▶ SHORT EXERCISE: Return, word for word, only the lines from the one containing "Would you kindly pick out the elk neck" through the last line of the entries.
··· RECORD EXCERPTS ···
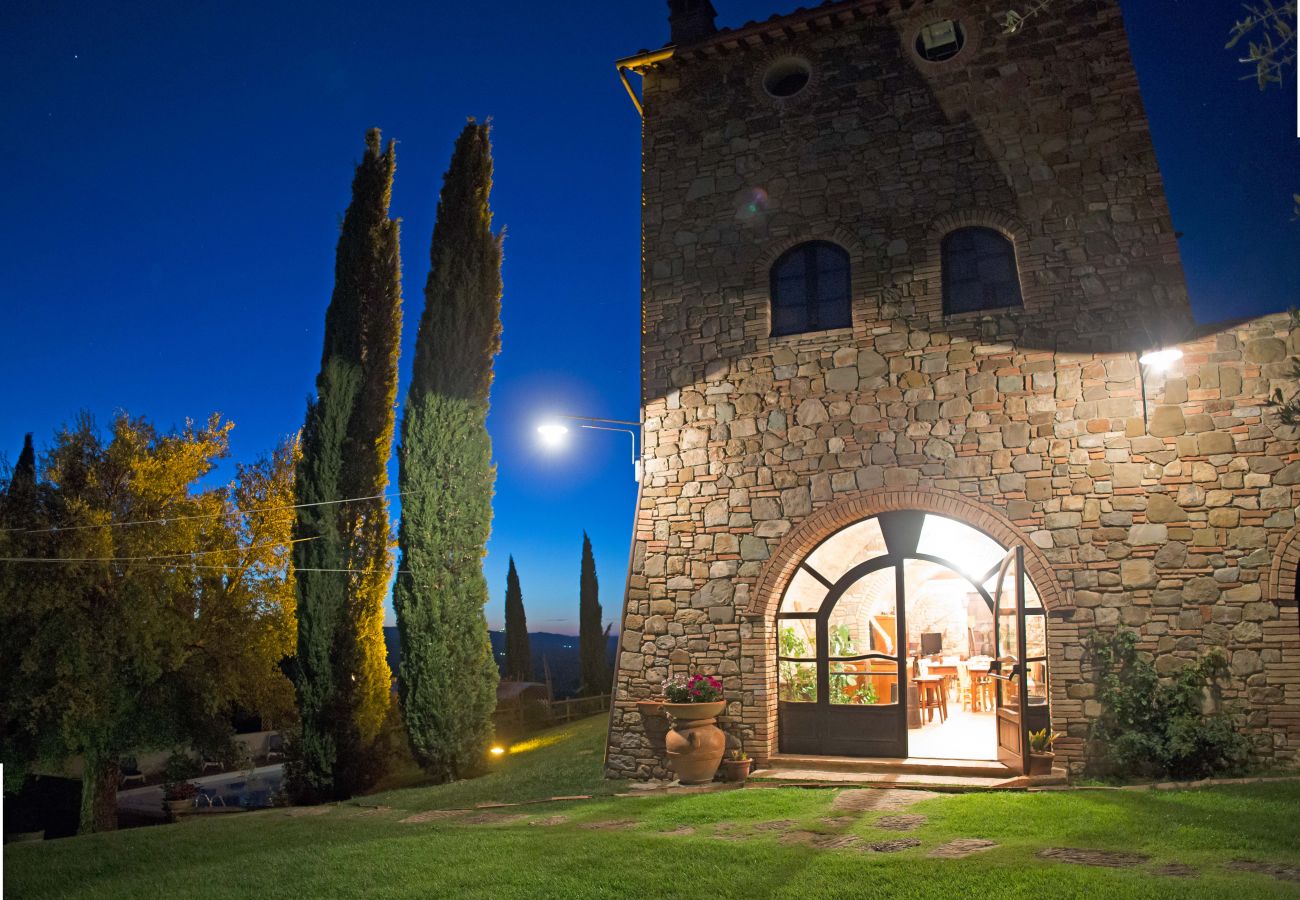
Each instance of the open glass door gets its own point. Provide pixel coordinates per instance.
(1012, 682)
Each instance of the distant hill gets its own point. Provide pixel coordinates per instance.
(559, 652)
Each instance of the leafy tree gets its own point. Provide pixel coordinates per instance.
(342, 674)
(1155, 727)
(447, 676)
(519, 654)
(130, 641)
(1269, 31)
(256, 585)
(592, 640)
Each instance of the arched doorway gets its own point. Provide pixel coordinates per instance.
(911, 634)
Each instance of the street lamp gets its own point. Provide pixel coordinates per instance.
(1161, 359)
(553, 433)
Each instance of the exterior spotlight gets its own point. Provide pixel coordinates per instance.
(1161, 359)
(553, 433)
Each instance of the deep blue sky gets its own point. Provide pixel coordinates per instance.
(176, 174)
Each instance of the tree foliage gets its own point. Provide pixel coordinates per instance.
(138, 636)
(519, 654)
(447, 676)
(1269, 33)
(1156, 727)
(342, 674)
(594, 678)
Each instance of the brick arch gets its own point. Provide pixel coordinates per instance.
(980, 217)
(837, 236)
(1286, 561)
(828, 519)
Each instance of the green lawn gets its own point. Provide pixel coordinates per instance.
(351, 851)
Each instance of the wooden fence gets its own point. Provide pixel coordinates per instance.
(523, 717)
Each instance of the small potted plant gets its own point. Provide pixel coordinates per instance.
(1040, 751)
(736, 766)
(694, 745)
(178, 797)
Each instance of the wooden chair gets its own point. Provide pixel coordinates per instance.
(932, 696)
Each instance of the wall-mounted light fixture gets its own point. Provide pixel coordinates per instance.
(1155, 360)
(553, 433)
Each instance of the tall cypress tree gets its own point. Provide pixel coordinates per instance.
(447, 676)
(20, 509)
(590, 639)
(342, 674)
(519, 653)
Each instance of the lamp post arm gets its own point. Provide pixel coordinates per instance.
(607, 422)
(625, 431)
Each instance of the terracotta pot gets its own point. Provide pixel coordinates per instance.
(694, 744)
(1040, 764)
(736, 770)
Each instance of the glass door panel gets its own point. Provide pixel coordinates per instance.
(1010, 639)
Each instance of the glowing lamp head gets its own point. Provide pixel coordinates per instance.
(1161, 359)
(553, 433)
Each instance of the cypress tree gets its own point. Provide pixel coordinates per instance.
(447, 676)
(590, 639)
(342, 674)
(519, 654)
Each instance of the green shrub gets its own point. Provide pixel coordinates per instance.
(1156, 727)
(180, 767)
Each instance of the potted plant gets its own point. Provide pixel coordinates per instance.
(1040, 751)
(736, 766)
(694, 744)
(178, 797)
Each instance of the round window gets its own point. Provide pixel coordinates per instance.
(787, 77)
(940, 40)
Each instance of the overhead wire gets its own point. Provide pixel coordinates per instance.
(163, 555)
(206, 515)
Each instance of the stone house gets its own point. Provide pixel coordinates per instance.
(900, 269)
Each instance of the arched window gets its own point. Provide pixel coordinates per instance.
(810, 289)
(979, 271)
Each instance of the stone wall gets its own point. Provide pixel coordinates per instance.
(1028, 424)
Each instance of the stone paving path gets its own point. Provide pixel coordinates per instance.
(962, 847)
(1084, 857)
(850, 804)
(861, 800)
(895, 846)
(1278, 870)
(432, 816)
(551, 820)
(779, 825)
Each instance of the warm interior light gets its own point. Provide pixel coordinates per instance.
(553, 433)
(1161, 359)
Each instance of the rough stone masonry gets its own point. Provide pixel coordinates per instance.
(1162, 502)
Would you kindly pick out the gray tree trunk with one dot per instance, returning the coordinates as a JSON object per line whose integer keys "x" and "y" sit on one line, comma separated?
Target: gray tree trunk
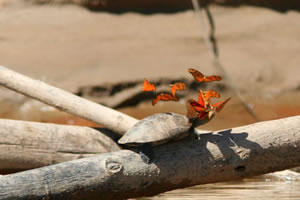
{"x": 27, "y": 145}
{"x": 216, "y": 156}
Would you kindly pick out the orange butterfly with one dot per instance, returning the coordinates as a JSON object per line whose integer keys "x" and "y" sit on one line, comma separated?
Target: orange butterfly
{"x": 218, "y": 106}
{"x": 194, "y": 109}
{"x": 177, "y": 86}
{"x": 148, "y": 86}
{"x": 164, "y": 97}
{"x": 204, "y": 97}
{"x": 198, "y": 76}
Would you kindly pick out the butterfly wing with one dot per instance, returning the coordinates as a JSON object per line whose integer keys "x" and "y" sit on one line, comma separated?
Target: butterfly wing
{"x": 164, "y": 97}
{"x": 212, "y": 78}
{"x": 220, "y": 104}
{"x": 191, "y": 112}
{"x": 198, "y": 76}
{"x": 177, "y": 86}
{"x": 148, "y": 86}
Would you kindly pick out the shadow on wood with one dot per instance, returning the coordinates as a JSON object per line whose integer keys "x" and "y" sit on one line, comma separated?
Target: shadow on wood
{"x": 217, "y": 156}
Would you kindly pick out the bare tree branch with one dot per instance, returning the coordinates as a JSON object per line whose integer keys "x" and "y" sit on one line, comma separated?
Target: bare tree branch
{"x": 65, "y": 101}
{"x": 27, "y": 145}
{"x": 217, "y": 156}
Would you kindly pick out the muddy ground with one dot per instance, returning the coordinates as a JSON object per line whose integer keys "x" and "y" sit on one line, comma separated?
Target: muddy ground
{"x": 81, "y": 51}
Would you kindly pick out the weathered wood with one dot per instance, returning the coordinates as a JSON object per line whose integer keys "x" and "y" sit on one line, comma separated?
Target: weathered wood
{"x": 27, "y": 145}
{"x": 65, "y": 101}
{"x": 217, "y": 156}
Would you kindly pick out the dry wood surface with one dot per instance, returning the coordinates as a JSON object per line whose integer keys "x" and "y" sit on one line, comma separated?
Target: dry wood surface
{"x": 212, "y": 157}
{"x": 65, "y": 101}
{"x": 27, "y": 145}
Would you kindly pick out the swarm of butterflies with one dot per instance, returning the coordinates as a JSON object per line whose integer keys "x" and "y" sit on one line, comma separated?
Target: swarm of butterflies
{"x": 202, "y": 108}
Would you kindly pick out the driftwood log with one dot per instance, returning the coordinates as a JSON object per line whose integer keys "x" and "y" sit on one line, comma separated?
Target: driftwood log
{"x": 215, "y": 156}
{"x": 65, "y": 101}
{"x": 27, "y": 145}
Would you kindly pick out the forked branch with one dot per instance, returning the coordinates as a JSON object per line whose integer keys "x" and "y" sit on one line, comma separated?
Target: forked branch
{"x": 216, "y": 156}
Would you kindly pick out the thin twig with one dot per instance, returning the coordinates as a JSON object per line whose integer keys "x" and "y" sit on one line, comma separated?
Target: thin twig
{"x": 218, "y": 156}
{"x": 65, "y": 101}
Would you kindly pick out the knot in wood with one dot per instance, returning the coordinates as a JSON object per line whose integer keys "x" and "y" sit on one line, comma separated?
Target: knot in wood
{"x": 113, "y": 166}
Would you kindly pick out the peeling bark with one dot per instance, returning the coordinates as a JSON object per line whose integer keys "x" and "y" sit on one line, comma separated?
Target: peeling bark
{"x": 27, "y": 145}
{"x": 216, "y": 156}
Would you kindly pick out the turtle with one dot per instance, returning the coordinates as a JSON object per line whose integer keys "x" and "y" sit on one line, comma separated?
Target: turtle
{"x": 158, "y": 129}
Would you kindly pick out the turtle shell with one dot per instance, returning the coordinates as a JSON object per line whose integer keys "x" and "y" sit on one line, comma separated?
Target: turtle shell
{"x": 156, "y": 129}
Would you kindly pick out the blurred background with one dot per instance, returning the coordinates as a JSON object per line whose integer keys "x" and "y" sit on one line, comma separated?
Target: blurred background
{"x": 103, "y": 49}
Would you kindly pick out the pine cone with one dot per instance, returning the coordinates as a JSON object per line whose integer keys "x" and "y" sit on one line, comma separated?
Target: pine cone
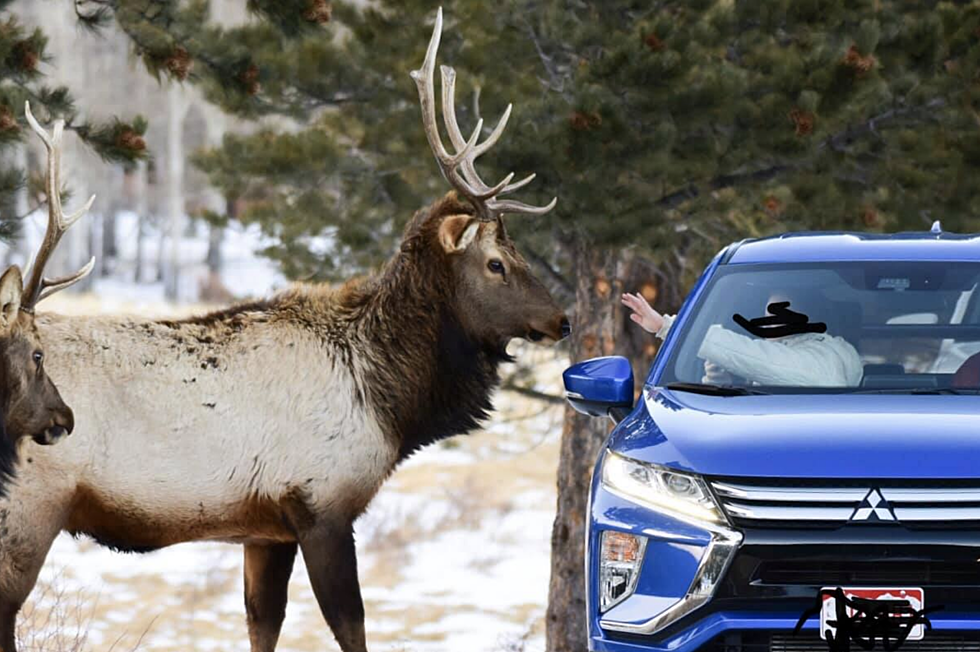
{"x": 25, "y": 56}
{"x": 179, "y": 63}
{"x": 250, "y": 79}
{"x": 860, "y": 64}
{"x": 579, "y": 121}
{"x": 803, "y": 120}
{"x": 654, "y": 43}
{"x": 319, "y": 12}
{"x": 772, "y": 206}
{"x": 129, "y": 139}
{"x": 584, "y": 121}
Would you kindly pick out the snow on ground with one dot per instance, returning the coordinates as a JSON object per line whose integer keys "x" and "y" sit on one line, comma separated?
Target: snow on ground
{"x": 453, "y": 553}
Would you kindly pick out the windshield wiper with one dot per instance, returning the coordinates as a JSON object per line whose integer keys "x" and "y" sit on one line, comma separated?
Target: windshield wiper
{"x": 919, "y": 390}
{"x": 715, "y": 390}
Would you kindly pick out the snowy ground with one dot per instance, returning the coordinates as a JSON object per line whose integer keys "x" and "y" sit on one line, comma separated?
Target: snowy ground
{"x": 454, "y": 552}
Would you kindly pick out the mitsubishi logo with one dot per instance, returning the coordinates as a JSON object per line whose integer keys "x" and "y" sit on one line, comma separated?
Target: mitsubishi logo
{"x": 873, "y": 508}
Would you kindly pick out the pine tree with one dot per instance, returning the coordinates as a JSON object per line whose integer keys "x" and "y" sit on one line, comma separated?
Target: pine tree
{"x": 23, "y": 59}
{"x": 666, "y": 129}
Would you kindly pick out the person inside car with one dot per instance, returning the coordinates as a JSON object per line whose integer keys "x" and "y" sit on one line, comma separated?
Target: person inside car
{"x": 808, "y": 359}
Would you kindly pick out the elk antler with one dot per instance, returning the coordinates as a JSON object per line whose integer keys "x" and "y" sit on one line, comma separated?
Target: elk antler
{"x": 38, "y": 287}
{"x": 459, "y": 168}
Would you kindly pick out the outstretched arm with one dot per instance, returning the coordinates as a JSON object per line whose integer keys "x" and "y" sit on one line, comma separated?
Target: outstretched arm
{"x": 648, "y": 318}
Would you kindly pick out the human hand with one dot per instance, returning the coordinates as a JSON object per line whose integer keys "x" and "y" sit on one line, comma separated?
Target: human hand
{"x": 715, "y": 374}
{"x": 643, "y": 314}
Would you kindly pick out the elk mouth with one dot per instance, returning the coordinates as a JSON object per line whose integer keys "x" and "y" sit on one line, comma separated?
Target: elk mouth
{"x": 50, "y": 436}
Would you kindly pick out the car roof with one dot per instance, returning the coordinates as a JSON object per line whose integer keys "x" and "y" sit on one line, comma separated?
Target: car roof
{"x": 841, "y": 246}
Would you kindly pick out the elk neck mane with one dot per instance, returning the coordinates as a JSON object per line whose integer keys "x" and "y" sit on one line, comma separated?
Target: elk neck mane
{"x": 8, "y": 458}
{"x": 425, "y": 377}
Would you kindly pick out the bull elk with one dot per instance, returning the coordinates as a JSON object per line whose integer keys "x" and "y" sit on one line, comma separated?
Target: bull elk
···
▶ FINAL ANSWER:
Would you kindly pick out the elk neck mane with one dot per instance, returning the coordinates as a JSON object per line whose integer keys "x" and "y" sit on one line, comma separated?
Target: elk neck mane
{"x": 8, "y": 458}
{"x": 425, "y": 377}
Would you kindly pick out the bull elk with one dot per instance, returning the coordinates as a JSON object per line whose integer keys "x" and "y" sit on one line, comma separated?
Target: bull elk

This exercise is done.